*Your goal*: Reply with nothing but the number of lines in the data below where the word "fascia" occurs.

(Data extracted from a collection)
════════════════

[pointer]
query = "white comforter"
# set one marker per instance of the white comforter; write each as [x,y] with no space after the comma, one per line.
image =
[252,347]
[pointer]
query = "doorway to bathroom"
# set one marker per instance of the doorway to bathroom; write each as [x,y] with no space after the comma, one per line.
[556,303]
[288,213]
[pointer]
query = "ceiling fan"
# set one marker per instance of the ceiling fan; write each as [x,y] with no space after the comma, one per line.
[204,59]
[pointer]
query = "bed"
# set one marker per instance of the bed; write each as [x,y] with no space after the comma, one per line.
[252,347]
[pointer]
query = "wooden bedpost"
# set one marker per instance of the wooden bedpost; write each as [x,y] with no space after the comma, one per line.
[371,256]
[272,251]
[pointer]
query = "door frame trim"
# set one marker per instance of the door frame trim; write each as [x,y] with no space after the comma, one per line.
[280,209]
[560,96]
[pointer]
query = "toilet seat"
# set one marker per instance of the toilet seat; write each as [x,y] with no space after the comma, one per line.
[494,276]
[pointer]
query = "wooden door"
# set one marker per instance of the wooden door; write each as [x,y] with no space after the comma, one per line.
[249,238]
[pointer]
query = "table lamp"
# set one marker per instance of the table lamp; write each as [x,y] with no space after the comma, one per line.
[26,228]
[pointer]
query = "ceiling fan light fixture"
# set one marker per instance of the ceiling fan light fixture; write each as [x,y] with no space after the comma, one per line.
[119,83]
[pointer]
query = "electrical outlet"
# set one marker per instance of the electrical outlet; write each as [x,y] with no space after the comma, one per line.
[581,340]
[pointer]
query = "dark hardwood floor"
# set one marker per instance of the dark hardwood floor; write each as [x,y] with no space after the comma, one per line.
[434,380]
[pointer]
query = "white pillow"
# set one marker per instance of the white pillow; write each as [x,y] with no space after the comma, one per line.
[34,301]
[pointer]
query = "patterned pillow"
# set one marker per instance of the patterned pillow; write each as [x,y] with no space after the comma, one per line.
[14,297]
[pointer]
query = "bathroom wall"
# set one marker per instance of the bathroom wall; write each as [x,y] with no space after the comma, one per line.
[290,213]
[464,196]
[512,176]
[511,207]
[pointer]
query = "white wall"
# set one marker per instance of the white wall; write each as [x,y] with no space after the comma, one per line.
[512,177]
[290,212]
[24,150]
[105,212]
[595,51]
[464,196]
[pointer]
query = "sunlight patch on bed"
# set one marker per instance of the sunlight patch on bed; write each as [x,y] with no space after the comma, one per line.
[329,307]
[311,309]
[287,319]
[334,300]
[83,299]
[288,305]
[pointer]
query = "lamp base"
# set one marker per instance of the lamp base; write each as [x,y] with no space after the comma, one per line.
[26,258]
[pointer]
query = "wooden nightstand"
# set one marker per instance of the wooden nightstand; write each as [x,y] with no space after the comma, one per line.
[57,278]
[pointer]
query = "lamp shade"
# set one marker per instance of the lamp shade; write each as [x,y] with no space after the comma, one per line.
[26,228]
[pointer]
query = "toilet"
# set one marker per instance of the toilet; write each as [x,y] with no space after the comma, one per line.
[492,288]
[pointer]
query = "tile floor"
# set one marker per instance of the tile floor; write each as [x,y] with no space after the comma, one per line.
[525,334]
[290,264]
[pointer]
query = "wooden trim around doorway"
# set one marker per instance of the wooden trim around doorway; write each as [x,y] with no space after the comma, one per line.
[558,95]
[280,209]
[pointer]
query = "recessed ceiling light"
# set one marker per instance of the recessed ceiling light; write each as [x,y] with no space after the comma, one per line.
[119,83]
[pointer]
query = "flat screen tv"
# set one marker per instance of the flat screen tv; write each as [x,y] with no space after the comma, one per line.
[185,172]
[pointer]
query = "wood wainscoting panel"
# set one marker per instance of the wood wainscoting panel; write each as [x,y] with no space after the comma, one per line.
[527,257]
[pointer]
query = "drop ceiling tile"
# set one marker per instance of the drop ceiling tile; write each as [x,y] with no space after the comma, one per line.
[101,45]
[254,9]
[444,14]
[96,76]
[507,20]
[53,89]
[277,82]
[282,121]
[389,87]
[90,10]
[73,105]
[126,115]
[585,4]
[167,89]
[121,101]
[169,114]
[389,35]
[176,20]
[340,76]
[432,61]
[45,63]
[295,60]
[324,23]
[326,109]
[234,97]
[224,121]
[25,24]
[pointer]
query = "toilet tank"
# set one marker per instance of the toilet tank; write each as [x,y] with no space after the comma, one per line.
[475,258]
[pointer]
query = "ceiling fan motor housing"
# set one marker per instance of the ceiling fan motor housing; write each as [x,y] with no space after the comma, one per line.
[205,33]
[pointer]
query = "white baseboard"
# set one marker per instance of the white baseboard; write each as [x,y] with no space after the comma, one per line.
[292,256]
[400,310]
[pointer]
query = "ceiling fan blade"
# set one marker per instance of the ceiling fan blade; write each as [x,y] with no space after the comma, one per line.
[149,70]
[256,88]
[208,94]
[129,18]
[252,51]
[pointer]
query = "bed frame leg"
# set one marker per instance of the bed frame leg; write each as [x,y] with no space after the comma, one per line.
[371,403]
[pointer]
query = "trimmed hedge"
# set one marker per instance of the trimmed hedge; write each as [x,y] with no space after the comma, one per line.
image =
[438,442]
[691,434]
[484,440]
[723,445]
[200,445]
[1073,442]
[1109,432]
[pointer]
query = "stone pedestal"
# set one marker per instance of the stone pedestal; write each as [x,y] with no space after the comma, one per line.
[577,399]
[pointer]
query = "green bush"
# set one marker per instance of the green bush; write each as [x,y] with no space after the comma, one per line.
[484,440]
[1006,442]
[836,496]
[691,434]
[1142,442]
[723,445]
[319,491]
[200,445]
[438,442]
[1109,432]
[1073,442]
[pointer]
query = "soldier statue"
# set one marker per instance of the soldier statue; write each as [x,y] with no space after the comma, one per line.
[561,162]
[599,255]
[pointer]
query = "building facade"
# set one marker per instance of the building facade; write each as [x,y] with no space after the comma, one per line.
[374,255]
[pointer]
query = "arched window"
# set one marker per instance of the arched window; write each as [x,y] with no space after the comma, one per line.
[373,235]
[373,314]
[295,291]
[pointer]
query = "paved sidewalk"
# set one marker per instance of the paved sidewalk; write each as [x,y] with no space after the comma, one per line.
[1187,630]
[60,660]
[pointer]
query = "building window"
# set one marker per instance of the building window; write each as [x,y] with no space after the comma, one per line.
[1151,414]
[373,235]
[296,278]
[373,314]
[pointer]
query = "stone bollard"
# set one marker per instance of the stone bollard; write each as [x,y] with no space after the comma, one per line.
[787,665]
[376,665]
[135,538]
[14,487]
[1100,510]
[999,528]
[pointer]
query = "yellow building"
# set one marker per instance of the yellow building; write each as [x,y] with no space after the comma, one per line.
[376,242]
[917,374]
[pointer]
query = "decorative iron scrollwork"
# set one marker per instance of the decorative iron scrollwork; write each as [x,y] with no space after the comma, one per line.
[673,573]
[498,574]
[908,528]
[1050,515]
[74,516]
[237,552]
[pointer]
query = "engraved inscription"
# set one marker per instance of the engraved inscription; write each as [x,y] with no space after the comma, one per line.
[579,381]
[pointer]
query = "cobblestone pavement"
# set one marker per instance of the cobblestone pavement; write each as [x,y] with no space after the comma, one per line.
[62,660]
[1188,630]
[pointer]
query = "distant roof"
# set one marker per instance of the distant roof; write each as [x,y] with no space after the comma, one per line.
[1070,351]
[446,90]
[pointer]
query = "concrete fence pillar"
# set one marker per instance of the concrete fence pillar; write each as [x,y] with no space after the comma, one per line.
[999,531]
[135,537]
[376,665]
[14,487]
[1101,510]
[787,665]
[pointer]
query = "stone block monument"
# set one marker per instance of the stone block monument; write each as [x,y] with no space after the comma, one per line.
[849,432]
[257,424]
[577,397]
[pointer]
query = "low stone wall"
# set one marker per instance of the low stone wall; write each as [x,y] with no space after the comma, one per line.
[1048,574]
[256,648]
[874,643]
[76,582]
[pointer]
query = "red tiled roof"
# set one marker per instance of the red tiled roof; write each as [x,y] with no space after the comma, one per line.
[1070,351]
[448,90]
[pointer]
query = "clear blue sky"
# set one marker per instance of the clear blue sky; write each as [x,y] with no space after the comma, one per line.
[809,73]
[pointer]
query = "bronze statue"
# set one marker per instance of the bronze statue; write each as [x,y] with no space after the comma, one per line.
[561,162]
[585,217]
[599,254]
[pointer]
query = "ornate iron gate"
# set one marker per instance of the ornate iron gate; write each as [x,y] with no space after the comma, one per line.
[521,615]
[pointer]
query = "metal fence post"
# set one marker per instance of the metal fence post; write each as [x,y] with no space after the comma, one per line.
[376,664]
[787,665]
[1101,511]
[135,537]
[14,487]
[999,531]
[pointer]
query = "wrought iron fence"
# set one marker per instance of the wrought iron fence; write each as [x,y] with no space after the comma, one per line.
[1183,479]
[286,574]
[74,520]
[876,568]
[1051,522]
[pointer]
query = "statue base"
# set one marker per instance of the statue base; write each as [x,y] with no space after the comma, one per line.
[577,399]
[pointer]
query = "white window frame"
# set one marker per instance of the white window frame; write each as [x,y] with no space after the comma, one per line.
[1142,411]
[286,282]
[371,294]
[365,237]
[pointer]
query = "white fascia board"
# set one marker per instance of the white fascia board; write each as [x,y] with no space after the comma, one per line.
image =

════════════════

*Written answer*: 2